Source records:

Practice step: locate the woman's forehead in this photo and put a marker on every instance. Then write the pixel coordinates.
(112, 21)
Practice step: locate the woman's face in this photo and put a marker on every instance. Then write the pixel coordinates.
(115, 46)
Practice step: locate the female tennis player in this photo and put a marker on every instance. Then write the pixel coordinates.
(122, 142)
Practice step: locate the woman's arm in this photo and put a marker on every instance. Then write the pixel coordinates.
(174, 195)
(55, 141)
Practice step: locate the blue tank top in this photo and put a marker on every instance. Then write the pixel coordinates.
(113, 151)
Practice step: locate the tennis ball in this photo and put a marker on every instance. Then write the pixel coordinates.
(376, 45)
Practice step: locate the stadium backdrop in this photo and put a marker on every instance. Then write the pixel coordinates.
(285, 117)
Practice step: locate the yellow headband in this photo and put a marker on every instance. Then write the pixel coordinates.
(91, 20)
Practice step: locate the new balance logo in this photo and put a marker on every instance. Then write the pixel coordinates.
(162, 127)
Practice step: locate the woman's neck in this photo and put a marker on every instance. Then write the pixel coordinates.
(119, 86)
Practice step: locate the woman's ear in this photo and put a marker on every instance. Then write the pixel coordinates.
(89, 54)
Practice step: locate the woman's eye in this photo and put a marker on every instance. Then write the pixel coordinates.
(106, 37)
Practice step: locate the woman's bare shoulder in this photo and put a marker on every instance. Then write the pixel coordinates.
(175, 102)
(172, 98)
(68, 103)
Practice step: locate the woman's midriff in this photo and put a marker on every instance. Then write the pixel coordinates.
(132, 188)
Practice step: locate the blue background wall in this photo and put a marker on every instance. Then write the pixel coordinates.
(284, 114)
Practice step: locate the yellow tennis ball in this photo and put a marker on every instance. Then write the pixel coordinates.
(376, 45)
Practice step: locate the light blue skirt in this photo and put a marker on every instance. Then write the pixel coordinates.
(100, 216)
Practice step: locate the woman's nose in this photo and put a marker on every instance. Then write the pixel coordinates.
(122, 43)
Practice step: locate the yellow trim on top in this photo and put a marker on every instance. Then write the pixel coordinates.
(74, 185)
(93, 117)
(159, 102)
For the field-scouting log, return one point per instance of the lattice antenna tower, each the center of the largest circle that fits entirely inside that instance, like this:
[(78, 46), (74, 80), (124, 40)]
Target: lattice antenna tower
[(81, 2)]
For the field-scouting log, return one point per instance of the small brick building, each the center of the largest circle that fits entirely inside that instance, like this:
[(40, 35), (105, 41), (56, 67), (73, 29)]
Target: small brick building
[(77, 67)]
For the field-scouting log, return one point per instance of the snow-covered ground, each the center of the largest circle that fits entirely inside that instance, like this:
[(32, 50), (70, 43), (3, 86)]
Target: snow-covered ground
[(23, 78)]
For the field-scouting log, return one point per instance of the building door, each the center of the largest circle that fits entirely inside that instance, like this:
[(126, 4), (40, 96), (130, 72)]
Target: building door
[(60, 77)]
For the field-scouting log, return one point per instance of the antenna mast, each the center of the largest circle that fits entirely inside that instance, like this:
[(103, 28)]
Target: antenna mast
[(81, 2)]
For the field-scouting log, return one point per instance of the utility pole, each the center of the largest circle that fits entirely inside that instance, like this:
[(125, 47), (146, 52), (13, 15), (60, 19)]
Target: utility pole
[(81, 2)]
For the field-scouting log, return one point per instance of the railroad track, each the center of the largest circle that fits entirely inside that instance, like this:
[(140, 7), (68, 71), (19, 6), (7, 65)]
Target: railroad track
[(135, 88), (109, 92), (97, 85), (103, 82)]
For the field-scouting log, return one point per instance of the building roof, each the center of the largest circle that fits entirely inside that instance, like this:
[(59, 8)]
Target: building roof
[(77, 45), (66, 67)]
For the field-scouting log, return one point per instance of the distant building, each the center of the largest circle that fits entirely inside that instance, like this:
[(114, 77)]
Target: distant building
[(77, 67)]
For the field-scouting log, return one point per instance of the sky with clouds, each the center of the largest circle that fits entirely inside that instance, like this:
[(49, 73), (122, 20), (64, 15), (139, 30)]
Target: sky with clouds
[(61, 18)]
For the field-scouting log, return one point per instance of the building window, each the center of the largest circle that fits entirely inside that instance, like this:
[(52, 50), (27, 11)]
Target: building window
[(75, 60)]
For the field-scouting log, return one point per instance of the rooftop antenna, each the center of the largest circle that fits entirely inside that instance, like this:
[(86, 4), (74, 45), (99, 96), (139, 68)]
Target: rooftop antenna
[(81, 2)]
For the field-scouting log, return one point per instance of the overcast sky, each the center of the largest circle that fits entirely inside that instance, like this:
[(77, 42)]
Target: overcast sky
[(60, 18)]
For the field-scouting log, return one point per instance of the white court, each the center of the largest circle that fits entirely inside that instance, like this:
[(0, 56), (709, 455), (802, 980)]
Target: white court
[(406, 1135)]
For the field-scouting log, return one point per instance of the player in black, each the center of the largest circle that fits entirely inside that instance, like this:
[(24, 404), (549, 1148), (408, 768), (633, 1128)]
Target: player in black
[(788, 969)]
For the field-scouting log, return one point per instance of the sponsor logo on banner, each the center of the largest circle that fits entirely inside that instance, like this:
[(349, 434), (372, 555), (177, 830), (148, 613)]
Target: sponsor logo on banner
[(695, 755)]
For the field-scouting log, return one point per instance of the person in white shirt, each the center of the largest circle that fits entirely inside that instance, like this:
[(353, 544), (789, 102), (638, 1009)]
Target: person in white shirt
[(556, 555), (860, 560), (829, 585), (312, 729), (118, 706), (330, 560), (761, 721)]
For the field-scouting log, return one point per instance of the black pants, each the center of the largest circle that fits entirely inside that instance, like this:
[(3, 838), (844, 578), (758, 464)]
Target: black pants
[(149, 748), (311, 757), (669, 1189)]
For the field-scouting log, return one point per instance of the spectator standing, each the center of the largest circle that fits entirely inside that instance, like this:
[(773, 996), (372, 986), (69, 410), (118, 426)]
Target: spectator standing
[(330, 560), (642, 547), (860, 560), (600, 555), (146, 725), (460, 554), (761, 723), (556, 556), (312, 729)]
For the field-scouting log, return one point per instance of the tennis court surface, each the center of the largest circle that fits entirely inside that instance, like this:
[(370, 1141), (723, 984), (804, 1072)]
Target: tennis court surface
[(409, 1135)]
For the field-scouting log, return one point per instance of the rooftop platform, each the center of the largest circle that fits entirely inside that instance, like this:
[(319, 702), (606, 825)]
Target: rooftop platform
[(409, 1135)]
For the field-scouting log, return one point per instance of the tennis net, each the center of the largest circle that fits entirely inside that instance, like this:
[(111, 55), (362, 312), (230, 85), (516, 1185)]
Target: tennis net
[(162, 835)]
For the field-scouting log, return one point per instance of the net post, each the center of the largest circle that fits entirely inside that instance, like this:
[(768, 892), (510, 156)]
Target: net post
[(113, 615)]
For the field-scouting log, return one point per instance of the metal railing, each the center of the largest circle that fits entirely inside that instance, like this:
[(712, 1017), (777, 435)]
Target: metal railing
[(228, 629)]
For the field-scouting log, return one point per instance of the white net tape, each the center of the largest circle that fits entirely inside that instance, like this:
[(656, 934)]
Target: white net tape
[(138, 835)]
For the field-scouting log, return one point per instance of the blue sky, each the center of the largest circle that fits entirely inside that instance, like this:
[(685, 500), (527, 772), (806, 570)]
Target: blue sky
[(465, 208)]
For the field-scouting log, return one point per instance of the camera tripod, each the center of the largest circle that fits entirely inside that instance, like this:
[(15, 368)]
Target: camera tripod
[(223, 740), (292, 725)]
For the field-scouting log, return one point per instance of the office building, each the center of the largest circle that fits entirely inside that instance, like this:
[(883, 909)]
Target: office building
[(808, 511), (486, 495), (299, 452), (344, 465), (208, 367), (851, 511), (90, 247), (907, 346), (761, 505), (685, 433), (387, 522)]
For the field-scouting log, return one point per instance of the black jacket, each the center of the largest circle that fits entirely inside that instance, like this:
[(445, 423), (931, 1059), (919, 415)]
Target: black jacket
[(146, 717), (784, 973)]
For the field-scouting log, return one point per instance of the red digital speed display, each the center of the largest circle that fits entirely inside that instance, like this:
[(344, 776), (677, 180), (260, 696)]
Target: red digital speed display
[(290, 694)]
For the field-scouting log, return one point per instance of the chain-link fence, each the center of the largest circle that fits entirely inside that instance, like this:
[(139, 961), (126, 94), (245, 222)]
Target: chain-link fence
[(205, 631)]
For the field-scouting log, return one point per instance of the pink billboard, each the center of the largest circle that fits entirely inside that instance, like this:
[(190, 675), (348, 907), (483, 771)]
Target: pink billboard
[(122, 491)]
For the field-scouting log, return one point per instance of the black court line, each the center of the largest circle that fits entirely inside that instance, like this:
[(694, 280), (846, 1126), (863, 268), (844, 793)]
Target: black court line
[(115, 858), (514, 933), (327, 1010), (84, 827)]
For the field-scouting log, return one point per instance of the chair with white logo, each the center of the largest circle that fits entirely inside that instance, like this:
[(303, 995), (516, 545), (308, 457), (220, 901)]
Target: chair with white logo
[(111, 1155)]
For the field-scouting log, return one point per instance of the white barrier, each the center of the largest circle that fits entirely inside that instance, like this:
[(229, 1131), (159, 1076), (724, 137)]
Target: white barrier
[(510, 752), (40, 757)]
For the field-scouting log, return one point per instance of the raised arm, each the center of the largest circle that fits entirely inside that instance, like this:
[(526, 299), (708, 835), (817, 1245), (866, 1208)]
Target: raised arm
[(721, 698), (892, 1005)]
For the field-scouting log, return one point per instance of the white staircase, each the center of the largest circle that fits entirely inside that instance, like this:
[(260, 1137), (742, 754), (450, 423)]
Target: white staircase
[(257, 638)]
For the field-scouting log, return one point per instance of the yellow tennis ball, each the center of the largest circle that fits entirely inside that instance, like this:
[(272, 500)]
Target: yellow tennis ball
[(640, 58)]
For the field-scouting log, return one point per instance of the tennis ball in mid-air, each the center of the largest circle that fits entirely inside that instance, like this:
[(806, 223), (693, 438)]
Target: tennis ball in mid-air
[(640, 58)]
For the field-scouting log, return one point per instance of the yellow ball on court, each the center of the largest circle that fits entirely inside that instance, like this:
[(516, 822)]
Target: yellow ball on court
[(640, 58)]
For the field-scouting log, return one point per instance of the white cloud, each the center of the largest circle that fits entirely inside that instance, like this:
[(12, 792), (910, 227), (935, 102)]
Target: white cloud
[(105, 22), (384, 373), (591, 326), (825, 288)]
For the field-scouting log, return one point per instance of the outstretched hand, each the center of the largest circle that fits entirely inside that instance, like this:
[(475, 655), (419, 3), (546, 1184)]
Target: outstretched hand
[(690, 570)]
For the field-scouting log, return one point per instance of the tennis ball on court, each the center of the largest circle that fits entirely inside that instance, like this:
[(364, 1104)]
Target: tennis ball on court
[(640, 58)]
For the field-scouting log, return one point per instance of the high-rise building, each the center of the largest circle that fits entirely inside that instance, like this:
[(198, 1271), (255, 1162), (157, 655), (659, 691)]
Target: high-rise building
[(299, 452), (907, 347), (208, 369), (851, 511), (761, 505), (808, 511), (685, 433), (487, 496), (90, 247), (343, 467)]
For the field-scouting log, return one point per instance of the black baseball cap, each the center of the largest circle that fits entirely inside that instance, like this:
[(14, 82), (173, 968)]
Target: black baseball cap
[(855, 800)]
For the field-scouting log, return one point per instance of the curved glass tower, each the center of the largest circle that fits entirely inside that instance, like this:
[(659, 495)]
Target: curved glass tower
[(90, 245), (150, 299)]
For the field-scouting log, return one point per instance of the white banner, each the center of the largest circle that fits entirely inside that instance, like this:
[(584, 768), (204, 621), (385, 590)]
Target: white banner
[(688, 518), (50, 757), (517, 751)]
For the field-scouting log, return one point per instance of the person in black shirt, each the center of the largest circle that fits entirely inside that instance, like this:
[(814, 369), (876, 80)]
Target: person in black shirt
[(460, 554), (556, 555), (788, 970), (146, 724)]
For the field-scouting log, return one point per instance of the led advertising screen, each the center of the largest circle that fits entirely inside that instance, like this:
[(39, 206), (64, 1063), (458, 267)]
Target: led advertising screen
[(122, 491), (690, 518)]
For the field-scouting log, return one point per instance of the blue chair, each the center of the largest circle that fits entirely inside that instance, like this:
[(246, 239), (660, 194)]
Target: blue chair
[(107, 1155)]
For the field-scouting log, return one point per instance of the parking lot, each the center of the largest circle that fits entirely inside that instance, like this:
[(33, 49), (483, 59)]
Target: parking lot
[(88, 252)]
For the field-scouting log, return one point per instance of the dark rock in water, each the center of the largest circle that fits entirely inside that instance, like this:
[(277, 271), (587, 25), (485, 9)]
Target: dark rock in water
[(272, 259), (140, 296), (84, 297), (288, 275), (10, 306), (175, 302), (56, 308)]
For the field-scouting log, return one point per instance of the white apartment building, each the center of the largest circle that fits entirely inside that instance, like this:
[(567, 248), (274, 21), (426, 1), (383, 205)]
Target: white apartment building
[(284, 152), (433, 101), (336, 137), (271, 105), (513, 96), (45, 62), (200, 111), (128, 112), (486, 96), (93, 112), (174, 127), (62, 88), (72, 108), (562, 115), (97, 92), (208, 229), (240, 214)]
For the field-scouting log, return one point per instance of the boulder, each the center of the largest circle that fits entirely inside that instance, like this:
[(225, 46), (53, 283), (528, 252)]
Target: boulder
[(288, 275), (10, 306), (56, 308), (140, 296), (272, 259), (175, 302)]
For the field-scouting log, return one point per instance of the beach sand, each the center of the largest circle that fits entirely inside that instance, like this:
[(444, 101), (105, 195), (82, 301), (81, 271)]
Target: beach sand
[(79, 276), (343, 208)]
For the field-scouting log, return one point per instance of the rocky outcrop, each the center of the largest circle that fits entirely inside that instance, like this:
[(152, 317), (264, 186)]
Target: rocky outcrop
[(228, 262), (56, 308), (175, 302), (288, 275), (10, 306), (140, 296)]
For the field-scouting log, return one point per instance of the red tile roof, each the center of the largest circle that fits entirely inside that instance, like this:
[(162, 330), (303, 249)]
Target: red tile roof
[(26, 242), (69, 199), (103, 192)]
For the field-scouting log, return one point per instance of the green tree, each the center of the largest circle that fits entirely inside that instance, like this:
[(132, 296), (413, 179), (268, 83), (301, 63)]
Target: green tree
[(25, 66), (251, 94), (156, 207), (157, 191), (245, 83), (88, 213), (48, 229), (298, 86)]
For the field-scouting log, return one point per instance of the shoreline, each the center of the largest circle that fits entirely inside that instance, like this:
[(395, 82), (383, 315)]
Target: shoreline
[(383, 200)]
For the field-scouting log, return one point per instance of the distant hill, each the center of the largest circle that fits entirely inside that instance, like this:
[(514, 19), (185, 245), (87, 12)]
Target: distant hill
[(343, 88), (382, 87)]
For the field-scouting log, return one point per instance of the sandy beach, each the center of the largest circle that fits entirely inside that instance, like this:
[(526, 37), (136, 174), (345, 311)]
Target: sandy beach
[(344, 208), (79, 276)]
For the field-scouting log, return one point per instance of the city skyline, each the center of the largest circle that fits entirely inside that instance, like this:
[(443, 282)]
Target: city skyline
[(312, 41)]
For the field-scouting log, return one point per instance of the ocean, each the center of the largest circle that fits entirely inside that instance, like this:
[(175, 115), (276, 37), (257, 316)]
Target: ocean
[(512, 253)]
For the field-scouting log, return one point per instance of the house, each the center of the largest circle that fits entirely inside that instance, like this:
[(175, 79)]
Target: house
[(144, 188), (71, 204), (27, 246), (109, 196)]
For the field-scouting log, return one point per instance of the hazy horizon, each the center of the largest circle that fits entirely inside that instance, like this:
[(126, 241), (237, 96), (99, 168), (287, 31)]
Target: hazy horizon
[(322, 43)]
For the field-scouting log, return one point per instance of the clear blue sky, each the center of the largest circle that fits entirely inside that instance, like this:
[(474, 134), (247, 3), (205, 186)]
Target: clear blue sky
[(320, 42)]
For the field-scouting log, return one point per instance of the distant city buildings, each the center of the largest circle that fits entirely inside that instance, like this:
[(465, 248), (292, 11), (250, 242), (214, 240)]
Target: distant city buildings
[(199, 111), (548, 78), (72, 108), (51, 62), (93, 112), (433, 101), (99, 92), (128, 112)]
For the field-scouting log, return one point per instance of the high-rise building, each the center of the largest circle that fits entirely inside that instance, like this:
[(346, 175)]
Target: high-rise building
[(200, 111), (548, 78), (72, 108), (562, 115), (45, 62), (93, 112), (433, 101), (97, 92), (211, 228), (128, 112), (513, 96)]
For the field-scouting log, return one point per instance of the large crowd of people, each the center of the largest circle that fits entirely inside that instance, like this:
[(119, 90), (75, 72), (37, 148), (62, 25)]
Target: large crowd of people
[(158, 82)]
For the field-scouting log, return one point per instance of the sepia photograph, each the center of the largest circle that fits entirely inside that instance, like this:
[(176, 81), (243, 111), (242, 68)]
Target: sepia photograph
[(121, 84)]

TASK DETAILS: The reply should consist solely of the lines above from the one that has "[(444, 101), (105, 195), (82, 301), (81, 271)]" through the one that has "of the rocky", reproduced exactly.

COMPLETED TASK:
[(444, 101), (105, 195), (82, 301), (81, 271)]
Target: beach sand
[(79, 276), (343, 208)]
For the field-scouting log, return one point per instance of the rocky outcrop, each the center of the largest circle that fits entirely inside that instance, like this:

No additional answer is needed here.